- Given passage
==========
What’s interesting about the film and the drag element of it is that it’s less about the performance and more about the transformation. Simon undergoes an important emotional journey that is manifested in his drag but is not just about it. Drag has become so popular in culture, and that has, I think, made people see queens as this entity that exists in the context of performance, but there’s people behind that, which is what the film puts at its forefront.

Yes. The film is not only about drag; it’s a toxic relationship and a family story. The heart of it really lies somewhere else, so my work was also a lot of that. I think that what interested Sophie was bringing these two worlds together. They’re not separated, necessarily, but I think they were two ideas she wanted to explore. In the relationship we see the evolution of someone falling apart and being disintegrated bit by bit, but parallel to that we see him as someone who shines in drag and onstage, and that was, to her, an attractive parallel. [Simon] is so not in touch with himself that he doesn’t realize how his relationship with his mother is affecting him or that it’s extremely toxic, as is his romance, so he is not allowing himself to see these things and continues to, without sounding too cliché, mask it off with makeup and drag. The resolution we hopefully reach is that he is able to see things with a bit more clarity, which is what puts him on track to be a better artist. It made sense for all of it to happen together.

What was it like to perform a performer? Do you start with Simon and go into the drag or the other way around?

It was important to understand Simon before defining the drag aspect. I didn’t see it as performing as someone who performs, to be honest—more building a character and an extension of him. Finding your drag takes years and such huge work, and it really is then an extension of the artist and performer. It’s something extremely personal you play with, so you have to know yourself and how to play with what you portray. Doing it at a high level is so incredibly impressive to me. You could not have the drag persona without knowing who Simon is for that reason. His drag comes from him.
==========
- Data shown
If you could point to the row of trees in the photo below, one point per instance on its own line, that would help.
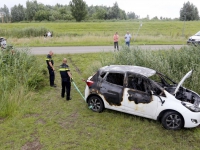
==========
- Brief 1
Decide whether each statement agrees with the interview excerpt, answering yes or no and quoting the words that settle it: (a) The film is only about drag. (b) Finding your drag takes years. (c) Understanding Simon came before defining the drag aspect.
- Brief 2
Reproduce word for word the part of the interview excerpt between "What was it" and "comes from him.", inclusive.
The material stands apart from the interview excerpt.

- Final answer 1
(a) No: "The film is not only about drag; it’s a toxic relationship and a family story."
(b) Yes: "Finding your drag takes years and such huge work"
(c) Yes: "It was important to understand Simon before defining the drag aspect."

- Final answer 2
What was it like to perform a performer? Do you start with Simon and go into the drag or the other way around?

It was important to understand Simon before defining the drag aspect. I didn’t see it as performing as someone who performs, to be honest—more building a character and an extension of him. Finding your drag takes years and such huge work, and it really is then an extension of the artist and performer. It’s something extremely personal you play with, so you have to know yourself and how to play with what you portray. Doing it at a high level is so incredibly impressive to me. You could not have the drag persona without knowing who Simon is for that reason. His drag comes from him.